-- Passage provided follows --

# What bass string for c standard?



## asilayamazing (Jun 22, 2012)

^^^ it measures 35" from saddle to nut, 4 string.

EDIT: im only asking cause theyre expensive or else i would "experiment"

Thanks.


----------



## ZEBOV (Jun 22, 2012)

Elixer Nanoweb .130 gauge.
/thread


----------



## asilayamazing (Jun 22, 2012)

ZEBOV said:


> Elixer Nanoweb .130 gauge.
> /thread


the 5 string set and toss the high string?


----------



## ZEBOV (Jun 22, 2012)

I don't think they sell a 5 string set anymore. But avoid buying more strings than what you'll actually use. They're like $10 per string. You might be able to buy each string individually. Or if there's a heavy gauge 4 string set with .130 for the heaviest gauge, go for that.

And I completely forgot about the brand of strings that I use now. Circle K strings. I used to use Elixir strings, but they don't make them thick enough for lowwwww F. They sound great, and they cost a little less than Elixir strings. They make a .130 gauge 4 string set.


----------



## ixlramp (Jun 22, 2012)

Yeah no need to waste money on an unused G string. Custom set (try bassstringsonline.com excellent build your own set service, very good prices) or Circle K Strings balanced tension sets.


----------



## KatatonicBassist (Jun 24, 2012)

Circle K Strings - Standard Balanced 4 Strings

I would personally go with the.124 set


----------



## DarkRain93 (Jun 25, 2012)

-- Passage provided concluded --
-- Stored data follows --

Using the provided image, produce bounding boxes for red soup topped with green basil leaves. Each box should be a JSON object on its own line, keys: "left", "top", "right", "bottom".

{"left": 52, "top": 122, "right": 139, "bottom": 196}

-- Stored data concluded --

(Problem set):
(a) In the thread on bass strings for C standard, what price per string does ZEBOV give?
(b) Carry the thread on bass strings for C standard on from its last header.
The lines have no connection to the thread on bass strings for C standard.

(Answers per task):
(a) About $10 per string.

(b)
C standard bass strings, hmmm Try Dunlop extra drop 120's (120,100,80,60) or DR DDT drop down tune bass strings, the 125's or 115's if you want it light. I personally do not want to use a 5 string set cause I feel guilty throwing a perfectly good string away and its throwing away money, bass strings aint cheap. If I do keep it, then I have a random G string laying around -_-' lol I could sell it to someone who breaks their G strings.......lol


----------



## ZEBOV (Jun 25, 2012)

The "G" string would actually be a G# string for that tuning.


----------



## DarkRain93 (Jun 25, 2012)

I know If you want that range on a 5 string bass. I like it simple on a 4, I usually do B standard with of course no G.


----------



## jl-austin (Jun 27, 2012)

I use 120's 5 string set and toss the high (little string). 130's are going to be tight, more tight than I like, it is a personal choice though.

Either way you will need to intonate and adjust the truss rod for the new tuning.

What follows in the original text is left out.